-- START --

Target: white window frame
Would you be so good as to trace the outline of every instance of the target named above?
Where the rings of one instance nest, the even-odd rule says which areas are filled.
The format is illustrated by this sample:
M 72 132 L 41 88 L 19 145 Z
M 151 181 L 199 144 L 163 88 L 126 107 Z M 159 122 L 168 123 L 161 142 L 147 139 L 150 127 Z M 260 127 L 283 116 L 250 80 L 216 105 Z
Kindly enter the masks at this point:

-- END --

GOAL OF THE EXERCISE:
Can you pull out the items above from their first line through the line containing "M 72 132 L 41 88 L 19 145 Z", both ends included, and reproduce that stretch word for word?

PROBLEM SOLUTION:
Target: white window frame
Would you be so good as to trace the outline of every instance of the target named above?
Where the rings of one instance nest, the even-odd rule says which areas are filled.
The format is illustrated by this sample:
M 72 132 L 41 88 L 19 145 Z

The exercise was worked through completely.